* _Stored data_:
══════

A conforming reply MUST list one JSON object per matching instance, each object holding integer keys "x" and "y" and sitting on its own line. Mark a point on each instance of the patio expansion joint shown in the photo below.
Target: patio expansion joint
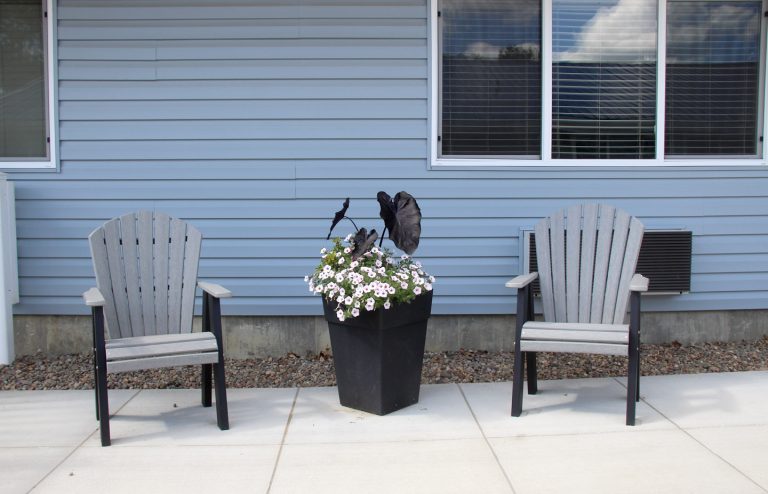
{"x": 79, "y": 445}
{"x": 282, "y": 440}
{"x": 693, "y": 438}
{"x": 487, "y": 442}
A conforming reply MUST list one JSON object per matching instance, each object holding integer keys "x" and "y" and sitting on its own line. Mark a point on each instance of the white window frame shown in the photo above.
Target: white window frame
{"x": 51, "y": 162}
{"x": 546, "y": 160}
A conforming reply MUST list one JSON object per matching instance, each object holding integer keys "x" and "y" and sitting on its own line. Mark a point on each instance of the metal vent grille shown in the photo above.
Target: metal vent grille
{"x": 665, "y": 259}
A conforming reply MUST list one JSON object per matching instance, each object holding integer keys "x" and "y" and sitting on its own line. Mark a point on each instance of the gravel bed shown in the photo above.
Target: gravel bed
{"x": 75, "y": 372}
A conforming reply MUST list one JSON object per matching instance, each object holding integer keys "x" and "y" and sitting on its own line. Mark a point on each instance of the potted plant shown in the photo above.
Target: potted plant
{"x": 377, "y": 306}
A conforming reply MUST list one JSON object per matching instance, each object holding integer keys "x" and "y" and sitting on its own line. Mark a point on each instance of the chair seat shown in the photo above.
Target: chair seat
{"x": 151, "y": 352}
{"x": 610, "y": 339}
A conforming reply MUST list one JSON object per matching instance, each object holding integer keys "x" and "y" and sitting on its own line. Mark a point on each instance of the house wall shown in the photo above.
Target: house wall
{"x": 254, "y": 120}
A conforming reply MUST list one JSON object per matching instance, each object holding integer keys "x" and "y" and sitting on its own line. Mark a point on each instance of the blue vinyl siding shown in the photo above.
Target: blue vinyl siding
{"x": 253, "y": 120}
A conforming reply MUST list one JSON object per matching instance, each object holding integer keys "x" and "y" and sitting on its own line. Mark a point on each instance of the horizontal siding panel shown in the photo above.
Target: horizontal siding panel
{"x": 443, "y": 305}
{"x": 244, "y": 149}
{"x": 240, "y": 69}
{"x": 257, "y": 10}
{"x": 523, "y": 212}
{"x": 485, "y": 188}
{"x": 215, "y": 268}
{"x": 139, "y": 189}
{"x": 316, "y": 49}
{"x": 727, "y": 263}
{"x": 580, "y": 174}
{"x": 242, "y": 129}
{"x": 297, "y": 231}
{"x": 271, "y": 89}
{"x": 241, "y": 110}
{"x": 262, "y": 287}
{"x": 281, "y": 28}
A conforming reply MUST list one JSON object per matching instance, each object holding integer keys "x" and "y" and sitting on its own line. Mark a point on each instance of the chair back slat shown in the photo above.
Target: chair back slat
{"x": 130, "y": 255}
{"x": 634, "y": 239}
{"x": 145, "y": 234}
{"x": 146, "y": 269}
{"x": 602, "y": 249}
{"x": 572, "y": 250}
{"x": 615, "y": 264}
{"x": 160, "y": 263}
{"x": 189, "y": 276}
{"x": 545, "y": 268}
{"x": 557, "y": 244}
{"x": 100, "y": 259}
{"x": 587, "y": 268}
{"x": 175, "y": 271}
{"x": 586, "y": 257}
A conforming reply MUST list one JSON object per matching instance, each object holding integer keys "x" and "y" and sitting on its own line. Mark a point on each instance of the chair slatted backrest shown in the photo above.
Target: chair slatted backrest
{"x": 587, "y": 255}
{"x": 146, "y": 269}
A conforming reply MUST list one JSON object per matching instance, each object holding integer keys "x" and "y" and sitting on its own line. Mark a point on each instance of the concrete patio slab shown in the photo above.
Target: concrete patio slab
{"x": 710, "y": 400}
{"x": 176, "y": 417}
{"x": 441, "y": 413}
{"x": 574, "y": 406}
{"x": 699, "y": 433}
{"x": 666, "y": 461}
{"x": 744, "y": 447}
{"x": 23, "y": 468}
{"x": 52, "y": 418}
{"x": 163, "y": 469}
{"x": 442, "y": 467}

══════

* _Short task_: Every line should be retyped exactly, with the pictures omitted.

* _Result for this task_:
A conforming reply MUST list one JSON object per matching instance, each object holding integer keys "x" and "y" and sitting on its own line. Mark a point on each instance of the patio expansion joint shown in the photo below.
Target: patio expansion joint
{"x": 79, "y": 445}
{"x": 282, "y": 440}
{"x": 693, "y": 438}
{"x": 487, "y": 442}
A conforming reply MUST list one JSON object per matching instance, each object holding integer keys "x" and "y" and sitting on its own line. Mark a point on each instance of the white window frame shown in the photo above.
Target: white window frame
{"x": 51, "y": 162}
{"x": 546, "y": 160}
A conforming reply MUST list one JSON object per matching instance, each object holding integer keys "x" and "y" and sitting on its own line. Mark a point on each instance of the metal vent grille shown in the photo above.
Target: metal vent grille
{"x": 665, "y": 259}
A conforming reply MUST list one JSON object per matching instance, each object holding integer keys "x" and "y" and sitting on its own line. Mark a point on each instance of the gravel bed shown in the photo above.
Target: gravel bed
{"x": 75, "y": 372}
A conforming reply MUST list one JSON object per matching instance, each object holding integer keys "x" and "y" and sitting on its own line. Mark a point on each instance of the potted plant shown in the photo above.
Target: potted plant
{"x": 377, "y": 306}
A conforming reply MUST list one JSON object per matching instance, each object holding integer keys "x" and "y" and sitting on its own line. Mark a point on each instance of the chair seat shown in the photo above.
Target: chair seat
{"x": 151, "y": 352}
{"x": 610, "y": 339}
A conforming reply MUST list one JSON object per matching instance, each object holding integer keys "x" and "y" and sitting on its own line. Mark a point on each instance of the house wall shown in the photo above.
Target: house wall
{"x": 254, "y": 120}
A conforming reply MUST list one JSON object per matching instance, each object holding integer keys "x" and "y" and sitting on its own line. Mark a point on each instance of the blue vinyl siding shown in the photo above.
Target: blue vinyl siding
{"x": 253, "y": 120}
A conforming reply MUST list one JSON object per matching instance, each object holding integer keys "x" and "y" and sitting on its own line. Mark a point on each instance of the horizontal siding panel shown in the photo above.
Target: horizontal siding panel
{"x": 443, "y": 305}
{"x": 244, "y": 149}
{"x": 240, "y": 69}
{"x": 257, "y": 10}
{"x": 523, "y": 212}
{"x": 485, "y": 188}
{"x": 215, "y": 268}
{"x": 139, "y": 189}
{"x": 316, "y": 49}
{"x": 727, "y": 263}
{"x": 580, "y": 174}
{"x": 242, "y": 129}
{"x": 297, "y": 231}
{"x": 271, "y": 89}
{"x": 241, "y": 110}
{"x": 262, "y": 287}
{"x": 281, "y": 28}
A conforming reply MUST list one JSON object per matching instance, each object holding integer keys "x" and "y" and sitting on its own line. Mark a point on each instance of the chair back slat shown in the photo above.
Target: chair back slat
{"x": 130, "y": 255}
{"x": 634, "y": 239}
{"x": 145, "y": 234}
{"x": 146, "y": 269}
{"x": 602, "y": 249}
{"x": 572, "y": 250}
{"x": 615, "y": 264}
{"x": 160, "y": 263}
{"x": 189, "y": 276}
{"x": 545, "y": 268}
{"x": 557, "y": 244}
{"x": 100, "y": 259}
{"x": 587, "y": 268}
{"x": 175, "y": 271}
{"x": 586, "y": 257}
A conforming reply MUST list one JSON object per matching instance, each object holding integer keys "x" and "y" and sitting on its own line. Mark a point on each instance of the chair slatted backrest shown in the photo above.
Target: chair slatted backrest
{"x": 587, "y": 255}
{"x": 146, "y": 269}
A conforming reply MUST list one JSON object per matching instance, each object holding integer keys "x" and "y" and sitting on its own line. Mark a point on each instance of the concrete patio slab shown in the photo above.
Target: concrete patio slab
{"x": 710, "y": 400}
{"x": 176, "y": 417}
{"x": 441, "y": 413}
{"x": 574, "y": 406}
{"x": 699, "y": 433}
{"x": 666, "y": 461}
{"x": 744, "y": 447}
{"x": 23, "y": 468}
{"x": 52, "y": 418}
{"x": 163, "y": 469}
{"x": 442, "y": 467}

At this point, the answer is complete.